(Written problem) Turn the rows into a numbered list, starting at the line that contains "Point out the distant" and ending at the line that contains "x=882, y=1153", both included. Leave out any blank lines.
# # # #
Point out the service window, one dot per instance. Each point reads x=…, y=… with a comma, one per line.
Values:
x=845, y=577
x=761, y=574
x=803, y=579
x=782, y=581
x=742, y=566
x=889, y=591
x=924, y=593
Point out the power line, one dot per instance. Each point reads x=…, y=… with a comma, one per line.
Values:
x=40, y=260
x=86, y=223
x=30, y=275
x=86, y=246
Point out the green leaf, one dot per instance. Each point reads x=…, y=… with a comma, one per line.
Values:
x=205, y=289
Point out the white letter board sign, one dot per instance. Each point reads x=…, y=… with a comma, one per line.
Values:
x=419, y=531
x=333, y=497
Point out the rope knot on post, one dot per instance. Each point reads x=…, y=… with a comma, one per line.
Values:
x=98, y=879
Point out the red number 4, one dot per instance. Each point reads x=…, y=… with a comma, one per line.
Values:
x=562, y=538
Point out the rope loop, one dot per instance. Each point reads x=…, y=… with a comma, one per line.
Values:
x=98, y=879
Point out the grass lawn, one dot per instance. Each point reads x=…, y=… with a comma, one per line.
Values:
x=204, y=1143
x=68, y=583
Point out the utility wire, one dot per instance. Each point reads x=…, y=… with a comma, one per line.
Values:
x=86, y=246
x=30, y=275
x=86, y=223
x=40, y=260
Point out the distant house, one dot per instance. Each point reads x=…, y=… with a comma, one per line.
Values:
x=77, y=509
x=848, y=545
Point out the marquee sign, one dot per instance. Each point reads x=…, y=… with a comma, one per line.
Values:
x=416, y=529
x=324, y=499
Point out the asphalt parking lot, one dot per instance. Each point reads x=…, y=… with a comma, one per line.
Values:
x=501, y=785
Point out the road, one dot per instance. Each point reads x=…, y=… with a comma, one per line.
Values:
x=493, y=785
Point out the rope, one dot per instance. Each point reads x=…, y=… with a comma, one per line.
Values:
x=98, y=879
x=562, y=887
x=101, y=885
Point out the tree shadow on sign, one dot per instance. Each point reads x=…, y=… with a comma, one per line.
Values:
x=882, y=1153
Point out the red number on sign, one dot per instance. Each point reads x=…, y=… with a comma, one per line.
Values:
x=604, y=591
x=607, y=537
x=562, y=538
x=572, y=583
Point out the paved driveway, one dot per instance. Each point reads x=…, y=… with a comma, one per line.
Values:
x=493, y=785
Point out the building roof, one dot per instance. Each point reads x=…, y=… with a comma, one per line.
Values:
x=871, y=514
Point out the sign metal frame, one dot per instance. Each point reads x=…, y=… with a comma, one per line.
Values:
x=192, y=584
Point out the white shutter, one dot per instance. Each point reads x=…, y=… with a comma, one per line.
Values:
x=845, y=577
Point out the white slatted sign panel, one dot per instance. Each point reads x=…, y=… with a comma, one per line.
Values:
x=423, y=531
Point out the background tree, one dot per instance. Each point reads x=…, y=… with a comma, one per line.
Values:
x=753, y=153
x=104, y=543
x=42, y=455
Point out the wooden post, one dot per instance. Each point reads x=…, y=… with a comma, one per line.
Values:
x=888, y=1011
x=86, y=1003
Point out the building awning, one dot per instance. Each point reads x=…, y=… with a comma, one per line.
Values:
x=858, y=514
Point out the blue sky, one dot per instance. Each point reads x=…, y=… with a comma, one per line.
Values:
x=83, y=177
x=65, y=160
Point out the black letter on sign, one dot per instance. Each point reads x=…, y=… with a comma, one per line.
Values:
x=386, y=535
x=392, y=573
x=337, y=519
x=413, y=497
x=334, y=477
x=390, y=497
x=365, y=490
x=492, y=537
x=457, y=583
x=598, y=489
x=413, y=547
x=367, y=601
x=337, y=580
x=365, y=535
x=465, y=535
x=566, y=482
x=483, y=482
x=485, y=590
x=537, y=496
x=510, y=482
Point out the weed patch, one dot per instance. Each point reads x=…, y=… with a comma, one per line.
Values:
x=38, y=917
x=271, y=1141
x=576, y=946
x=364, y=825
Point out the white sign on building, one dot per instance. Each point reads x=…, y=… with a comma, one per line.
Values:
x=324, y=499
# # # #
(Task result)
1. Point out the distant house, one dot per instance. Each point reads x=…, y=… with a comma, one per line.
2. Values:
3. x=77, y=509
4. x=848, y=545
5. Point out the marquee sign, one dot per instance. Each point reads x=…, y=… with a comma, one per line.
6. Values:
7. x=416, y=529
8. x=324, y=499
9. Point out the asphalt parking lot, one dot per instance. Each point reads x=…, y=… with a comma, one per line.
10. Values:
11. x=501, y=785
12. Point out the road, one dot per instance. Each point reads x=…, y=… with a comma, one per line.
13. Values:
14. x=493, y=785
15. Point out the rope, one dot per instance. Each point reads x=…, y=… with a comma, one per line.
16. Values:
17. x=98, y=879
18. x=562, y=887
19. x=101, y=885
20. Point out the tree shadow on sign, one dot per instance. Each point reads x=…, y=… with a comma, one per line.
21. Values:
22. x=882, y=1153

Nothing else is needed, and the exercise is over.